===== EXCERTO DO TEXTO =====

E eu ficaria bem feliz e tu também e ninguém nos tiraria a lonjura de sermos mãe e filha com filhos e netos e neta. Não seria mesmo bom? 

Tenho saudades, mãe. Principalmente de ser filha. Sabes, mãe, cansa ser mãe e avó e não ter um colo à mão de semear, nos dias em que a chuva parece arrastar uma tristeza delicada para o coração. 


quinta-feira, 8 de fevereiro de 2024

Para a Júlia

A minha neta Júlia já nasceu. Tem 22 dias. Sempre que nasce um bebé das minhas pessoas, escrevo um texto, porque me inunda uma espécie de renovação de esperança e fé, misturada com alegria e espanto. Olho para esses bebés e as palavras soltam-se embriagadas, poderosas, a anunciar promessas e a desejar sorte e amor. Com a Júlia não foi assim, de imediato. 


Dei-lhe colo, na maternidade, com jeito e parcimónia, entre o silêncio, o espanto e a alegria. O meu corpo aqueceu, o coração ficou maior e as palavras, essas, esgotaram-se. Nem de perto, nem de longe, fui capaz, nos primeiros dias, de lhes dar forma. Obedeci. 

Depois esperei-a em casa e comecei de mansinho a apreciar o seu envolvimento com a vida, os pais em primeiro lugar, com os beijos, os abraços, os colos ternos, o cuidado, o amor desmedido e provado, durante nove meses e sonhos antes acalentados. Depois a luz, os sons, as falas, o calor, o riso, o frio, o aconchego, numa dança do quotidiano, que ela vai sentindo e integrando no seu corpo, que é desde já, emoção, interação e apego. 

Olha-nos com uma atenção focada, escuta e responde, em gestos de bem estar ou desconforto, confirmando a sua competência para ser com os outros, aqueles pelos quais vai experimentar bem estar, segurança e confiança para olhar e conviver com o mundo. E isso será o seu passaporte para a vida, o seu legado primeiro e fundador. 
desenho da Maria Rita 

 Canto-lhe canções quando a tenho ao colo e espanto-me com o seu corpo e a sua pessoa. Apesar de muito dependente, ela aí está, impondo os seus ritmos na nossa vida, entre fraldas, leite doce da mãe, banhos quentes, carícias e conversas de um pai sempre presente.

=====

INSTRUÇÕES A SEGUIR:
Indique, por favor, se cada afirmação abaixo está de acordo com o texto sobre a neta Júlia, respondendo sim ou não e citando as palavras do texto que o decidem.
1. Quando o texto foi escrito, a Júlia tinha 22 dias.
2. Assim que a Júlia nasceu, as palavras para o texto surgiram de imediato.
3. O pai da Júlia está quase sempre ausente.

===== EXCERTO DA LISTAGEM =====

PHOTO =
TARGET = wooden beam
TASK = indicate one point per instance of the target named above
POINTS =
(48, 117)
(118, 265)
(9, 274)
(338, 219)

=====

A RESPOSTA:
1. Sim: "Tem 22 dias."
2. Não: "Com a Júlia não foi assim, de imediato."
3. Não: "conversas de um pai sempre presente"